Work request 1
From the comment thread on marriage licenses and religious refusals, copy word for word the part that opens with the words containing "I wonder if" and closes with "perhaps all online.".
Work request 2
In the comment thread on marriage licenses and religious refusals, what did the Appeals Court in Illinois uphold in 2012?
Work request 3
Write what comes next in the comment thread on marriage licenses and religious refusals, starting after its last sentence.

Text for analysis
Thanks, John. We’ll be sure to file that with all the other “helpful” advice we’ve gotten from straight people about how we’re not fighting for our rights in the correct manner.

I wonder if some states might revise procedures for issuing marriage licenses so as to eliminate face-to-face contact and thus remove the issue? Make it a by-mail application, or perhaps all online.

By centralizing the processing in a single state office then no couple, same-sex or opposite-sex, would have any idea who issued the license. Less liability for the state that way.

Aside from an alteration to procedures like that, I am sure legal cases will battle out much like pharmacist refusals. The Appeals Court in Illinois in 2012, for example, upheld the right of pharmacists not to fill scripts for emergency contraception on religious grounds. That was private business and not a public government position so perhaps that will make a difference.

A federal court in Washington state ruled in favor of the pharmacists in Stormans v. Wiesman on the same pharmacist refusal issue. The 9th Circuit Court of Appeals (federal court) has heard oral argument of the state’s appeal. I can’t find a ruling on that appeal yet. If the opinion diverges from the Illinois court then perhaps SCOTUS will take that up?

How about you give a cite for a job that is NOT like that?

Unless you’re the owner that’s how it is.

I think the biggest impact it has is on the next generation. Most of us grew up with at least a few racists in the older generations in our family. But most of us grew up understanding that those were outdated, socially unacceptable, and offensive views. Old grandpa Joe may be as racist or homophobic as he wants, but having clear words to describe these views ensures that little Joe and Susie grow up rolling their eyes when he spews hate rather than learning to perpetuate it.

Ever read a union contract? Employers dealing with a labor contract may not be able to change duties. Cite (See section on labor unions)

When my (non-union) public service job added substantial duties they had to have me sign a new contract. Had I chosen not to I still had an existing contract and my employer was bound by its terms. This was made plain.

It’s one thing to call a relative, whom you know, a bigot. in that case, you have enough evidence to make a decent judgement. But in the case of this thread, we have no idea who the people are who are being called bigots. That’s way I specifically said “when speaking of broad categories or people we don’t actually know” I don’t think it useful to throw the b-word around.

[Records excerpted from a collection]

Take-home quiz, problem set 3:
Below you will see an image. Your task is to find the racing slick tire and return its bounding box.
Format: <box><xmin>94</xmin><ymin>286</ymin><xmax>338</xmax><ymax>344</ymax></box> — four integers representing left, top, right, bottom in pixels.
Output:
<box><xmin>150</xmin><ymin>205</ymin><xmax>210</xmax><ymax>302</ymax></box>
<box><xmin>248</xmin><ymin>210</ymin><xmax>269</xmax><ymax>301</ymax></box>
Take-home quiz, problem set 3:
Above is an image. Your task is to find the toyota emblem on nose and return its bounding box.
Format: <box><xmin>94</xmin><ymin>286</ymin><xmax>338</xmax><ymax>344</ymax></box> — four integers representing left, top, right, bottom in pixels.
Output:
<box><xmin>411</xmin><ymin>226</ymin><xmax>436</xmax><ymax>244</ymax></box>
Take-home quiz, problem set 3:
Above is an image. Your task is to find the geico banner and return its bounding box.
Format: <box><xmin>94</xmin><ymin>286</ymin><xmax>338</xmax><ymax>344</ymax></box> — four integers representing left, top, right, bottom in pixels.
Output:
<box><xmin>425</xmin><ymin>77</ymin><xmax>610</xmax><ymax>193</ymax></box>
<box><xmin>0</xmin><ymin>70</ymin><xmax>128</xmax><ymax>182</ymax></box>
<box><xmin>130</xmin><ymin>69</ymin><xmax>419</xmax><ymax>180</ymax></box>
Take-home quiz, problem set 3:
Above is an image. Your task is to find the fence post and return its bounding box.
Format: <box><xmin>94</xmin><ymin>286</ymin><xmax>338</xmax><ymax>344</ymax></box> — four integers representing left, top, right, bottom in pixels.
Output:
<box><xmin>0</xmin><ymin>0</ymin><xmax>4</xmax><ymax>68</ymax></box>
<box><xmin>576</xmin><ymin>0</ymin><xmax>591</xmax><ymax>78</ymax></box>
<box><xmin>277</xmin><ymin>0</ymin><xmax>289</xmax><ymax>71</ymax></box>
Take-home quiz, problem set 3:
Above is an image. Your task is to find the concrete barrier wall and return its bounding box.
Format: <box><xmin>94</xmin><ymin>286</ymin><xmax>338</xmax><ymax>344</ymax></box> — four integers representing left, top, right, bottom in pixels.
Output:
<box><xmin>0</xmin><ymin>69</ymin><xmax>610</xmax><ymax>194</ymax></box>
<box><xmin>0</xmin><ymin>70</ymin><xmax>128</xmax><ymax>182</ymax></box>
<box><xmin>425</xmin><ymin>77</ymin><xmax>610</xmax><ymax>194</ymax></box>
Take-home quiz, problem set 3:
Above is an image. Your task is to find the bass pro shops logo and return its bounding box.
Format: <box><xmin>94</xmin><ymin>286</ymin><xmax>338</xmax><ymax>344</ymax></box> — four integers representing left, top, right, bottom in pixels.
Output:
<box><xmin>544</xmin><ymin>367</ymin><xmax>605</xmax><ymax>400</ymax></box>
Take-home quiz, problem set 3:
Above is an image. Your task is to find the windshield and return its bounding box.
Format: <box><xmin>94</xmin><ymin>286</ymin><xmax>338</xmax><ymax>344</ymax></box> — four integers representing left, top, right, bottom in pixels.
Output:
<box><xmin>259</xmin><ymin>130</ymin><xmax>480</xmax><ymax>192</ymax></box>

Task output 1
I wonder if some states might revise procedures for issuing marriage licenses so as to eliminate face-to-face contact and thus remove the issue? Make it a by-mail application, or perhaps all online.

Task output 2
It upheld the right of pharmacists not to fill scripts for emergency contraception on religious grounds.

Task output 3
And how does that affect anything I wrote in my post? Some of the duties the person’s asked to perform s/he has no problem with, others s/he does. If he can’t bear the sinfulness of the latter, s/he can request reassignment or live by their faith and move on.

Nope. Not a fallacy in which my old man engaged.

Nope. You are inventing arguments that I have not made.

I note that images such as those presented in Midnight Cowboy have given way to images such as Jodie Dallas on Soap and later to images such as La Cage aux Folles and Will and Grace, punctuated by revelations, beginning with Rock Hudson, that a number of popular personalities were, themselves, gay.

Against that, the notion that a number of people on the internet expressing anger against anti-gay bigotry was a serious force to change minds seems odd. (I do not ever recall hearing a public figure publicly condemning anti-gay attitudes as bigotry, although I do not claim it never happened. And speeches at gay rallies to which the majority of people never paid attention really don’t count.)

Had there been a prolonged public effort at shaming people away from homophobia, it might have worked. However, since that does not appear to have actually occurred, we don’t know if it would have. I have not claimed that shaming could not work; I simply note that using a different approach seems to have actually been a successful strategy.

Indeed. It would be awfully weird to go from saying they are bigots to saying “Oh, well, maybe they just need more time, the poor dears.”

What??? People have been trying to reason with them for 20 or 30 years, or more. Your “don’t shame them” them position only works if people had not tried reasoning with them first.

Alternatively, we could just not call people names at all. We’re not required by law to do so.